── Records shown

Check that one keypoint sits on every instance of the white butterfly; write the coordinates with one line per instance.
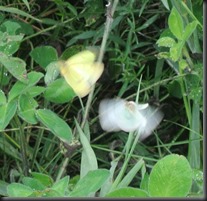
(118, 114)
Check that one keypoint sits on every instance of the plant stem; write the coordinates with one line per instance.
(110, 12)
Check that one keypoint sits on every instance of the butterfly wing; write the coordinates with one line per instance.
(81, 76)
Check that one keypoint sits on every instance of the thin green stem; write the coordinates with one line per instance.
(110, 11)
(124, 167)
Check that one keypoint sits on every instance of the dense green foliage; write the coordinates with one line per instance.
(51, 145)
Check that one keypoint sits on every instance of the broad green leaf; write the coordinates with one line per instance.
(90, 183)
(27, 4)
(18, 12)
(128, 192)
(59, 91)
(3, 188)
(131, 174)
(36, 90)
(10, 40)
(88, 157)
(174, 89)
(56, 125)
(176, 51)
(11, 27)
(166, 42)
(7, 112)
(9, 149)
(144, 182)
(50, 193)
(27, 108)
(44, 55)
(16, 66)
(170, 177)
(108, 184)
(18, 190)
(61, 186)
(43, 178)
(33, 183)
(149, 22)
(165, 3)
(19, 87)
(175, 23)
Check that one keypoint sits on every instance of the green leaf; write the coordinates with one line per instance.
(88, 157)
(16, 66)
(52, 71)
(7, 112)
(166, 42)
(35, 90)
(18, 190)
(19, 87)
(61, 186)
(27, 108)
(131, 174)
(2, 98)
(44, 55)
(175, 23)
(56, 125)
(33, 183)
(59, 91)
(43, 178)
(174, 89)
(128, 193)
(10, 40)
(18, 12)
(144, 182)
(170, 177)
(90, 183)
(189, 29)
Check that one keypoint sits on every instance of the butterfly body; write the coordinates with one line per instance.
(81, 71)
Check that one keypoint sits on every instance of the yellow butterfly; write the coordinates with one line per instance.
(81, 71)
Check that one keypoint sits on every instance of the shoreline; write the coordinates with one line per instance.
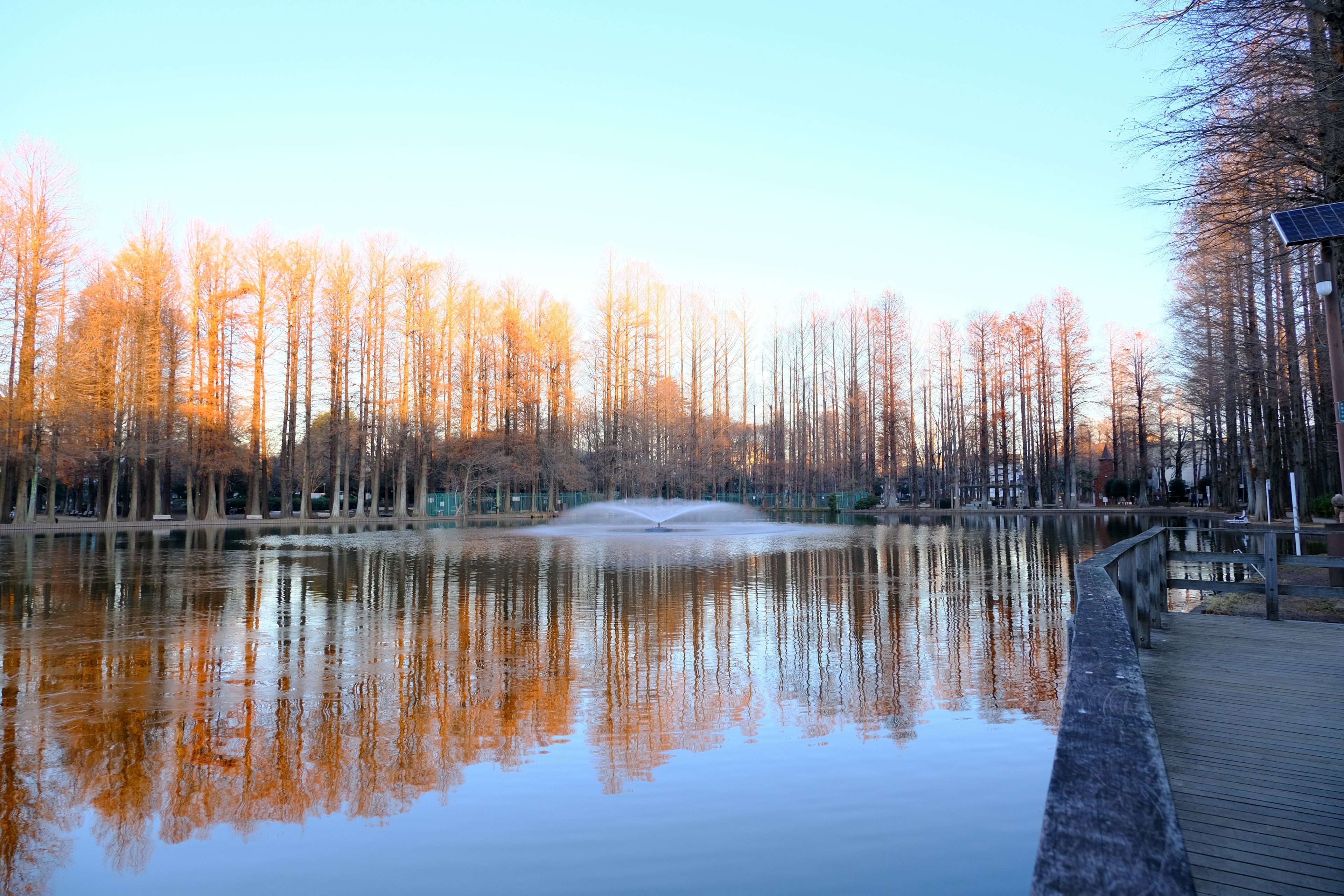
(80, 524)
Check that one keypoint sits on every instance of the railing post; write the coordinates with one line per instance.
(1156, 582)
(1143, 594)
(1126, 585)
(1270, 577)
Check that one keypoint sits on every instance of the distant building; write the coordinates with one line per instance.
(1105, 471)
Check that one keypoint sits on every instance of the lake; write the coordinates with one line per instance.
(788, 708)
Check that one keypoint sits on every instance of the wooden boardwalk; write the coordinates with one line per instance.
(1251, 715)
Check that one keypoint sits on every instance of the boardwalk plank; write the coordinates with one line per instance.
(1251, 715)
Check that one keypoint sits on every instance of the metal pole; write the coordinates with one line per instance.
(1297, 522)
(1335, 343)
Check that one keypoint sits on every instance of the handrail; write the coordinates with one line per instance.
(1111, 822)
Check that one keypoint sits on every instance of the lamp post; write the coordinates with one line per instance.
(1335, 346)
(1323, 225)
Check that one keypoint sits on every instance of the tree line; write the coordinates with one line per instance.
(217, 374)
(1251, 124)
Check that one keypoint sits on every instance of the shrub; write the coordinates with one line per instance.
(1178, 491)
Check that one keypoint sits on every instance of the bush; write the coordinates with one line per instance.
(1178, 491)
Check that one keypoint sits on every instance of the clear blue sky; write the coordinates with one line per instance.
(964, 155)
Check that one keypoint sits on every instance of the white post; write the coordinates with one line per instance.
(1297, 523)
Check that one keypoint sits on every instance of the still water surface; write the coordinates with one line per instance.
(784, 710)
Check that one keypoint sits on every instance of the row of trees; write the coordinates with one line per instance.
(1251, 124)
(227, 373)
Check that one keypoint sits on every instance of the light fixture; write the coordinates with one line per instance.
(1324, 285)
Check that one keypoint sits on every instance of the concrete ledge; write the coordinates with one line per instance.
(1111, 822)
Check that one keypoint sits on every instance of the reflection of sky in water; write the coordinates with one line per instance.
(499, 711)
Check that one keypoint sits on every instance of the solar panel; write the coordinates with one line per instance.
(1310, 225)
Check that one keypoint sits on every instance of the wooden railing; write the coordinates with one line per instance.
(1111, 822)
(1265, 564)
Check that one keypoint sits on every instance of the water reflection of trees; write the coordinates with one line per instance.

────

Written instruction: Arrange all of the data above as a numbered list, one entry per line, omitting blank lines. Leave the pictures out of the answer.

The response:
1. Check that one keypoint sits on every instance of the white butterfly; write the coordinates with one line per instance.
2. (118, 114)
3. Check that one keypoint sits on every instance of the plant stem; write the coordinates with one line per instance.
4. (110, 12)
5. Check that one keypoint sits on every instance of the butterfly wing; write the coordinates with one line per instance.
6. (81, 76)
7. Check that one keypoint sits on every instance of the thin green stem; write the coordinates with one line per instance.
8. (110, 11)
9. (124, 167)
10. Check that one keypoint sits on every instance of the dense green foliage; write the coordinates with one line per instance.
11. (51, 145)
12. Check that one keypoint sits on every instance of the broad green leaf; write the coordinates with one line per instance.
13. (90, 183)
14. (27, 4)
15. (18, 12)
16. (128, 192)
17. (59, 91)
18. (3, 188)
19. (131, 174)
20. (36, 90)
21. (10, 40)
22. (88, 157)
23. (174, 89)
24. (56, 125)
25. (176, 51)
26. (11, 27)
27. (166, 42)
28. (7, 112)
29. (9, 149)
30. (144, 182)
31. (50, 193)
32. (27, 108)
33. (44, 55)
34. (16, 66)
35. (170, 177)
36. (108, 184)
37. (18, 190)
38. (61, 186)
39. (43, 178)
40. (33, 183)
41. (149, 22)
42. (165, 3)
43. (19, 87)
44. (175, 23)
45. Check that one keypoint sits on every instance of the green leaf; write the coordinates with one line per instance.
46. (88, 157)
47. (16, 66)
48. (52, 71)
49. (7, 112)
50. (166, 42)
51. (35, 90)
52. (18, 190)
53. (19, 87)
54. (61, 186)
55. (27, 108)
56. (131, 174)
57. (2, 98)
58. (44, 55)
59. (175, 23)
60. (56, 125)
61. (33, 183)
62. (59, 91)
63. (43, 178)
64. (174, 89)
65. (128, 193)
66. (10, 40)
67. (18, 12)
68. (144, 182)
69. (170, 177)
70. (90, 183)
71. (189, 29)
72. Check that one keypoint sits on every instance of the butterfly body; write the coordinates with one line per instance.
73. (81, 71)
74. Check that one keypoint sits on every instance of the yellow butterfly; write the coordinates with one line per instance.
75. (81, 71)
76. Check that one keypoint sits on every instance of the shoreline; write the coordinates with one line per instance.
77. (80, 524)
78. Check that one keypoint sits on every instance of the railing post; write the coordinates with one line per instance.
79. (1156, 582)
80. (1143, 594)
81. (1126, 585)
82. (1270, 577)
83. Check that one keypoint sits on every instance of the distant building; write the coordinates with one line per instance.
84. (1105, 471)
85. Check that one keypoint sits on every instance of the lake; write the coordinates with one line per instance.
86. (788, 708)
87. Check that one keypoint sits on every instance of the wooden boardwalk; write the coordinates with one line per instance.
88. (1251, 715)
89. Check that one keypoint sits on every instance of the boardwalk plank; write the coordinates with one line per instance.
90. (1251, 715)
91. Check that one keypoint sits on every instance of the metal pole; write the coordinates with one line per instance.
92. (1297, 522)
93. (1335, 343)
94. Check that one keypoint sits on every instance of the handrail; write the coordinates with one line per instance.
95. (1111, 822)
96. Check that one keypoint sits on every instance of the lamp post; write the coordinates with one line per instance.
97. (1335, 346)
98. (1323, 225)
99. Check that one keypoint sits on every instance of the tree line; write the coordinates with one line per instance.
100. (217, 374)
101. (1251, 124)
102. Check that one keypoint sits on every instance of the shrub; write the coordinates with one line per instance.
103. (1178, 491)
104. Check that one keypoint sits on every instance of the bush; write the coordinates with one line per instance.
105. (1178, 491)
106. Check that one keypoint sits on every instance of the clear blue sky; write the coordinates with one line per instance.
107. (964, 155)
108. Check that one keypoint sits on every instance of the white post; write the coordinates with one line per instance.
109. (1297, 523)
110. Check that one keypoint sits on every instance of the still water surface; write the coordinates with one line per instance.
111. (784, 710)
112. Check that one keypoint sits on every instance of the row of trees; write the coordinates with one line per instance.
113. (1251, 124)
114. (227, 373)
115. Check that one keypoint sits on every instance of the light fixture; write the coordinates with one line per instance.
116. (1324, 285)
117. Check that one keypoint sits on every instance of the concrete ledge; write the coordinates with one line per instance.
118. (1111, 822)
119. Check that one keypoint sits on every instance of the reflection of sky in water; write the coordinates with one line per instance.
120. (499, 711)
121. Check that one keypoint sits on every instance of the solar panel; write the coordinates with one line per instance.
122. (1310, 225)
123. Check that one keypoint sits on every instance of the wooden railing; write the coordinates with one line per instance.
124. (1111, 822)
125. (1265, 564)
126. Check that one keypoint sits on every instance of the water reflection of trees; write the coordinates with one line per instance.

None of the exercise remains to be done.